>> Begin
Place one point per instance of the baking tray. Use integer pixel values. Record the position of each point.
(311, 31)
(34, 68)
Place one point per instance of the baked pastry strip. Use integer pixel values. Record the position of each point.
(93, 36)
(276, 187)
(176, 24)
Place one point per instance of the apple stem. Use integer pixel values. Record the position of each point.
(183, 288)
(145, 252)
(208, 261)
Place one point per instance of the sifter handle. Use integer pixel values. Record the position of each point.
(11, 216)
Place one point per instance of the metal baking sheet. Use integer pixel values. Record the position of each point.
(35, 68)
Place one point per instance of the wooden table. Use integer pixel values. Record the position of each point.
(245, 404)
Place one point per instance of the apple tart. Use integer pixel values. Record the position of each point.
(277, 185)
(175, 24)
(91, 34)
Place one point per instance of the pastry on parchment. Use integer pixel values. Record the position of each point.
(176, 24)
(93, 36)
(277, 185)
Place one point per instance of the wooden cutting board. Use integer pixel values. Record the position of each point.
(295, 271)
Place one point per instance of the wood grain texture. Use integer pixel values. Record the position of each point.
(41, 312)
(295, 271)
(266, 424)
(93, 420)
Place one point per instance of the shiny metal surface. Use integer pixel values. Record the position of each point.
>> End
### WRITTEN PROBLEM
Please write out the records from the line containing "Place one point per instance of the pastry" through the end of the records as a numbered list, leaving out blank lines.

### CORRECT ANSWER
1. Place one point per instance of the pastry on parchment. Use integer pixel values. Record the position of each point.
2. (176, 24)
3. (93, 36)
4. (277, 185)
5. Place one point per instance of the wooden cutting board. Use integer pixel values. Record the position of each point.
6. (295, 271)
7. Place one point per instance of the wood grain texture. Use integer pixel values. Record the position of each point.
8. (41, 312)
9. (295, 271)
10. (266, 424)
11. (93, 420)
12. Place one point per instance of the shiny metal surface. Use integer pixel values. Record the position of each point.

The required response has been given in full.